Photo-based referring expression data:
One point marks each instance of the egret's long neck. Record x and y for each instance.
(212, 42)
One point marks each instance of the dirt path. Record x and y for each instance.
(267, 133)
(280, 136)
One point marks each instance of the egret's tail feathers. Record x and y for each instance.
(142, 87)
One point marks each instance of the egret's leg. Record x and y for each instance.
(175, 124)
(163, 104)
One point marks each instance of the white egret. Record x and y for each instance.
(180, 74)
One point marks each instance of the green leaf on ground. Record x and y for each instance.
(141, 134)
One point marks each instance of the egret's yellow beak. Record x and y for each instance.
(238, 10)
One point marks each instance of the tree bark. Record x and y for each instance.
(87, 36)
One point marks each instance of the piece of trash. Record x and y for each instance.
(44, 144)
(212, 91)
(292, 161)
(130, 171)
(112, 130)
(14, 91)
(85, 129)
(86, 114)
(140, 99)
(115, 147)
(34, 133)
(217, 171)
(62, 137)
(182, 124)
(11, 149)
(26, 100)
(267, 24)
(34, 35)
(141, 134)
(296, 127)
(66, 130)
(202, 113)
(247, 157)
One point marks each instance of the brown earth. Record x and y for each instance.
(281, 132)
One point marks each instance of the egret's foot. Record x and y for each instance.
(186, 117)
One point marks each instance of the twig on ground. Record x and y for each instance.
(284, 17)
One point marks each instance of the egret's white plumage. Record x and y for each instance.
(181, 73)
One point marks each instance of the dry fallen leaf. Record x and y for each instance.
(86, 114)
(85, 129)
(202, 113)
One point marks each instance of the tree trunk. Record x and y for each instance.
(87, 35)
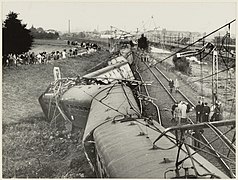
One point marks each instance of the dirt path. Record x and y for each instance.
(32, 148)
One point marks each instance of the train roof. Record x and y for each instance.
(122, 147)
(83, 93)
(129, 155)
(113, 105)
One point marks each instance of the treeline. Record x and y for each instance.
(40, 33)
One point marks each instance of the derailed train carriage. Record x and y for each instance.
(118, 140)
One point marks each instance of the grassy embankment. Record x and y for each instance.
(30, 147)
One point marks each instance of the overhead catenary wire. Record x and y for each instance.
(194, 42)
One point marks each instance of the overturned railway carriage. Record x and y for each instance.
(119, 143)
(118, 140)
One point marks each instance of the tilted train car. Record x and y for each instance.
(118, 141)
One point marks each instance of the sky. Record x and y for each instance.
(128, 15)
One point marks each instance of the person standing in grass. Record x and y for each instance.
(199, 110)
(64, 54)
(171, 85)
(176, 85)
(206, 112)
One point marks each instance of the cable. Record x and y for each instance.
(129, 102)
(194, 42)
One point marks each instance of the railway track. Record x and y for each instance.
(209, 136)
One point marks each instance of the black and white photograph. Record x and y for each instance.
(119, 89)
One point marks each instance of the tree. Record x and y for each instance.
(16, 38)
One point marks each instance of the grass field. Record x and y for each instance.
(31, 148)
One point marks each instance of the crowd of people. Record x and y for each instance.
(45, 57)
(204, 113)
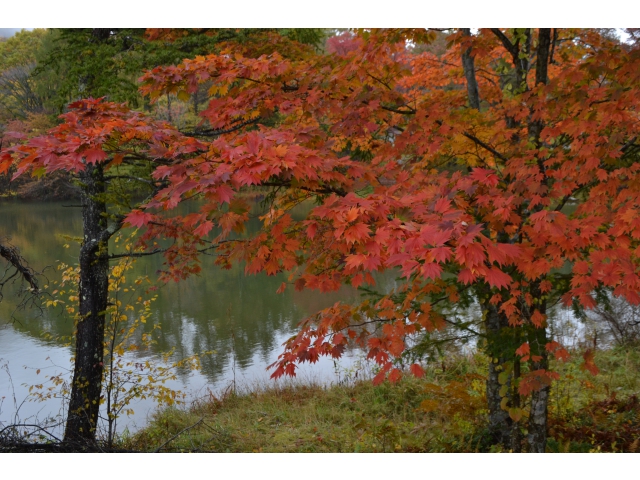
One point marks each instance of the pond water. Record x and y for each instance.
(238, 317)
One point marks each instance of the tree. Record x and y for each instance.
(502, 170)
(518, 188)
(124, 152)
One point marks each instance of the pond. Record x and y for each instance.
(239, 318)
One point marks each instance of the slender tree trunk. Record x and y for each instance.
(500, 424)
(469, 68)
(86, 387)
(537, 428)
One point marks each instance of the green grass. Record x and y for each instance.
(443, 412)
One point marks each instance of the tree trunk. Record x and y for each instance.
(86, 387)
(537, 428)
(500, 424)
(468, 65)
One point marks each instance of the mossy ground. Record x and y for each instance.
(442, 412)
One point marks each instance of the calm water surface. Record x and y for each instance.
(239, 317)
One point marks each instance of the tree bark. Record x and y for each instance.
(469, 68)
(537, 429)
(500, 424)
(86, 386)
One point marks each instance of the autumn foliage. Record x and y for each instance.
(531, 198)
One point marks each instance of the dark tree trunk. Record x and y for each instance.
(469, 68)
(537, 428)
(500, 424)
(86, 387)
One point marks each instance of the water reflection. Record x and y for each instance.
(241, 318)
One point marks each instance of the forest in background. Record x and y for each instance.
(43, 71)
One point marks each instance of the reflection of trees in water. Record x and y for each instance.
(200, 314)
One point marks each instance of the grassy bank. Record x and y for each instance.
(443, 412)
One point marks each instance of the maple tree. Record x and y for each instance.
(502, 170)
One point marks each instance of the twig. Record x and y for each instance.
(177, 435)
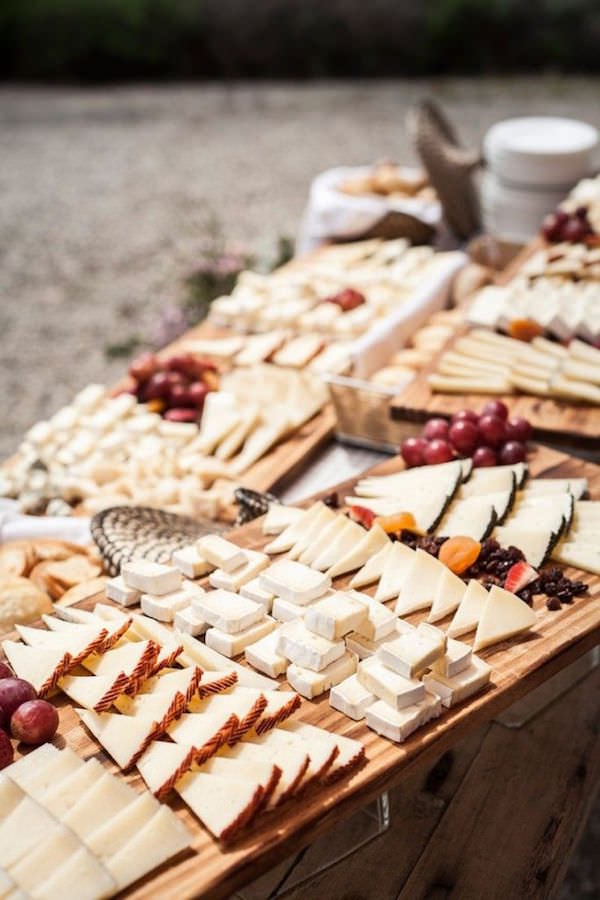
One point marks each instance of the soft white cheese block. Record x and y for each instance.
(307, 649)
(231, 645)
(227, 611)
(150, 578)
(263, 655)
(190, 563)
(395, 689)
(254, 562)
(351, 698)
(220, 553)
(164, 606)
(457, 688)
(294, 581)
(117, 590)
(335, 615)
(312, 684)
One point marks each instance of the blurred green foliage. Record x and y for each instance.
(108, 40)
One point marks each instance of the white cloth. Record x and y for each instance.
(331, 213)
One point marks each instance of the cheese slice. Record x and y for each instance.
(398, 563)
(448, 595)
(373, 568)
(371, 543)
(459, 687)
(421, 583)
(351, 698)
(504, 616)
(311, 684)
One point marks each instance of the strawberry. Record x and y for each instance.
(519, 575)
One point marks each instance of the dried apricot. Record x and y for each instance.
(458, 553)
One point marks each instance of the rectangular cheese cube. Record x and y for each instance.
(117, 590)
(395, 689)
(253, 591)
(351, 698)
(164, 606)
(263, 655)
(220, 553)
(254, 562)
(231, 645)
(312, 684)
(294, 581)
(150, 577)
(190, 563)
(336, 615)
(227, 611)
(306, 649)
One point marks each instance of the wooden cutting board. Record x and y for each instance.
(518, 667)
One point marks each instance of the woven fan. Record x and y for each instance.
(125, 532)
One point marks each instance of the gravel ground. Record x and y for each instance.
(106, 196)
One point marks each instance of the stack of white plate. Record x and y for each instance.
(533, 163)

Task directions:
Leaving the pictures aside, write out the entries above exactly.

Solved problem:
One point marks each instance of the egret's long neck. Record x and y for each instance.
(212, 42)
One point marks each instance of the dirt path. Record x and y for each instance.
(267, 133)
(280, 136)
One point marks each instance of the egret's tail feathers. Record x and y for each instance.
(142, 87)
One point marks each instance of the egret's leg. Record x and y for each instance.
(175, 124)
(163, 104)
One point marks each instance of the white egret. Record x and y for each instance.
(180, 74)
One point marks each instance of the green leaf on ground. Record x and y for each instance.
(141, 134)
One point marks each instance of the egret's yellow beak. Record x and y for each instance.
(238, 10)
One point marks each instance of the tree bark. Record x and y for each instance.
(87, 36)
One point marks each instance of the piece of trash. Record x and y for each instance.
(44, 144)
(212, 91)
(292, 161)
(130, 171)
(112, 130)
(14, 91)
(85, 129)
(86, 114)
(140, 99)
(115, 147)
(34, 133)
(217, 171)
(62, 137)
(182, 124)
(11, 149)
(26, 100)
(267, 24)
(34, 35)
(141, 134)
(296, 127)
(66, 130)
(202, 113)
(247, 157)
One point marks each instance of the brown earth. Record x and y for each instance.
(281, 132)
One point marks each instance of the egret's foot. Record x and y for each instance.
(186, 117)
One point marks each instance of the twig on ground. Record x and y for each instance.
(284, 17)
One point marks each instance of the egret's white plumage. Record x and y for each instance.
(181, 73)
One point marks each instance of the dry fallen leaf. Record x and y for each instance.
(86, 114)
(85, 129)
(202, 113)
One point marks each instance of the tree trunk. Record x and y for each instance.
(87, 35)
One point marks each instance of the dirt path. Record x and y for each instance.
(32, 148)
One point marks each instance of the train roof. Record x and y for each instance.
(122, 147)
(83, 93)
(129, 155)
(113, 105)
One point marks each instance of the treeline. Record x and y for each instance.
(40, 33)
One point marks each instance of the derailed train carriage. Record x and y for each instance.
(118, 140)
One point marks each instance of the grassy embankment. Record x and y for each instance.
(30, 147)
One point marks each instance of the overhead catenary wire. Record x and y for each instance.
(194, 42)
One point marks each instance of the overturned railway carriage. Record x and y for each instance.
(119, 143)
(118, 140)
One point marks each instance of the tilted train car. Record x and y for each instance.
(118, 141)
One point marks each instance of the sky. Record x and y for each instance.
(128, 15)
One point marks each instance of the person standing in grass. Record x and y for each instance.
(199, 110)
(64, 54)
(171, 85)
(176, 85)
(206, 112)
One point marks each instance of the cable. Record x and y for each instance.
(129, 102)
(194, 42)
One point marks each instance of the railway track. Record x and y for each instance.
(209, 136)
One point marks each instance of the black and white photograph. Record x and y for each instance.
(119, 89)
One point marks each instance of the tree. Record x and y for each instance.
(16, 38)
One point marks each instance of the grass field. Record x and y for each instance.
(31, 148)
One point marks each instance of the crowd of people. Record x and y for each instance.
(45, 57)
(204, 113)
One point marks each instance of the pond water. Record x and y for each instance.
(238, 317)
One point marks each instance of the tree. Record x and y for each instance.
(502, 170)
(518, 188)
(124, 152)
One point marks each instance of the pond. Record x and y for each instance.
(239, 318)
One point marks each instance of the slender tree trunk. Record x and y for each instance.
(500, 424)
(469, 68)
(86, 387)
(537, 428)
One point marks each instance of the green grass. Record x and y for each instance.
(443, 412)
One point marks each instance of the tree trunk. Record x and y for each instance.
(86, 387)
(537, 428)
(500, 424)
(468, 65)
One point marks each instance of the mossy ground. Record x and y for each instance.
(442, 412)
One point marks each instance of the calm water surface. Record x and y for each instance.
(239, 317)
One point marks each instance of the tree bark. Record x and y for each instance.
(469, 68)
(537, 429)
(500, 424)
(86, 386)
One point marks each instance of the autumn foliage. Record x and y for each instance.
(531, 198)
One point marks each instance of the dark tree trunk. Record x and y for each instance.
(469, 68)
(537, 428)
(500, 424)
(86, 387)
One point marks each instance of the water reflection. Record x and y for each instance.
(241, 318)
One point marks each instance of the forest in background. Record x and y for each instance.
(43, 71)
One point marks each instance of the reflection of trees in water. Record x and y for each instance.
(200, 314)
One point marks each instance of the grassy bank. Record x and y for each instance.
(443, 412)
One point marks each instance of the maple tree. Record x and y for each instance.
(502, 170)
One point marks each instance of the twig. Record x and y for each instance.
(177, 435)
One point marks each instance of the soft white cheese block. Record x and y for each instance.
(307, 649)
(231, 645)
(227, 611)
(150, 578)
(263, 655)
(190, 563)
(395, 689)
(254, 562)
(351, 698)
(220, 553)
(164, 606)
(457, 688)
(294, 581)
(117, 590)
(335, 615)
(312, 684)
One point marks each instance of the blurred green foliage. Record x and y for each instance.
(108, 40)
One point marks each instance of the white cloth. Record x and y for each instance.
(331, 213)
One point marks each instance of the cheese slice. Record x and y for each instance.
(398, 563)
(448, 595)
(373, 568)
(371, 543)
(459, 687)
(421, 583)
(351, 698)
(504, 616)
(311, 684)
One point marks each instance of the strawberry. Record x and y for each instance.
(519, 575)
One point marks each instance of the dried apricot. Record x and y for each instance.
(458, 553)
One point marks each instance of the rectangular cheese cube. Record x and y for each instance.
(117, 590)
(395, 689)
(253, 591)
(351, 698)
(164, 606)
(263, 655)
(220, 553)
(254, 562)
(231, 645)
(312, 684)
(294, 581)
(150, 577)
(190, 563)
(336, 615)
(227, 611)
(306, 649)
One point marks each instance of the wooden cutting board. Record x and y for each instance.
(518, 667)
One point marks each instance of the woven fan. Record x and y for each instance.
(125, 532)
One point marks each instance of the gravel ground. Record x and y for each instance.
(106, 196)
One point marks each instance of the stack of white plate. Record x and y for each instance.
(533, 163)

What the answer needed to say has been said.